WHAT TO DO |
Copy out word for word the part of the records that opens with the line containing "Keypoint guideline: for each instance of the hooked" and runs through the last line of the records, including both ends.

-------- GIVEN ENTRIES --------

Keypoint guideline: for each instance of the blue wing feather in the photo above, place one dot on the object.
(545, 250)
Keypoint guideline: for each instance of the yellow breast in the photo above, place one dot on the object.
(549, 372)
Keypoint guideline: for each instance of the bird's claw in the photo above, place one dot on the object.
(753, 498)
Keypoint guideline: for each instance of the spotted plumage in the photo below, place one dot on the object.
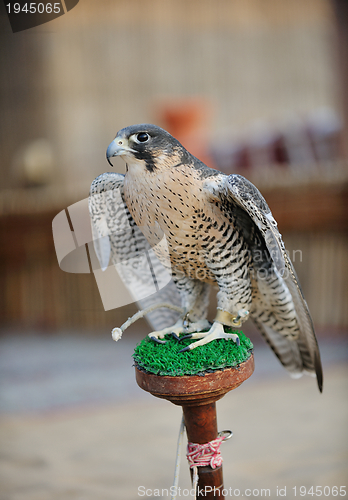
(205, 228)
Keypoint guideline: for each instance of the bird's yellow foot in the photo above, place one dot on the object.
(181, 326)
(215, 332)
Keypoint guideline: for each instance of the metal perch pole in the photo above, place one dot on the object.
(198, 395)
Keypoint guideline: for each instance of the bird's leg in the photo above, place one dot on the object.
(217, 330)
(195, 299)
(181, 326)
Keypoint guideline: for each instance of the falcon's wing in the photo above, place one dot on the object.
(301, 353)
(118, 241)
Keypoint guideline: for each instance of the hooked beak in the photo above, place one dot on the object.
(118, 147)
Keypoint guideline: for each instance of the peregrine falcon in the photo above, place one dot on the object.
(218, 230)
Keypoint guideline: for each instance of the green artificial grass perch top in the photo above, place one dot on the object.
(165, 359)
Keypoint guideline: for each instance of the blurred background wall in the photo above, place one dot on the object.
(249, 86)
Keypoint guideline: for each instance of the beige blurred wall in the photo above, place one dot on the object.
(109, 64)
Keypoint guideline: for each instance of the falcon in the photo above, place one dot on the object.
(205, 228)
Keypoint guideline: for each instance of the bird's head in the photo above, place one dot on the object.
(148, 146)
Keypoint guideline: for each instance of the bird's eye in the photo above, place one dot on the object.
(143, 137)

--------

PROBLEM SOLUTION |
Keypoint guideline: for each instance of the hooked beak in the photo above, place one dot on the object.
(118, 147)
Keypoint guideline: for each instance of the peregrine falcon in the photo above, place one dot on the object.
(218, 230)
Keypoint guideline: for each instance of the green artificial grass perch top in the photo above, place one dot on the object.
(165, 359)
Keypoint guideline: for each instance of the blurred background wall in the photo above, place one dot on the object.
(249, 86)
Keypoint guideline: for each instance of the beige blurred wall in the photo above, place one dot on the object.
(109, 64)
Keypoint guideline: for each instance of the falcon in the photo above, place one dot on the object.
(205, 228)
Keypoint guideline: for each instance of the bird's head in the photo above, place one dot on the object.
(148, 146)
Keypoint guideline: for each instance of the bird's eye in the photo above, place one dot on the object.
(143, 137)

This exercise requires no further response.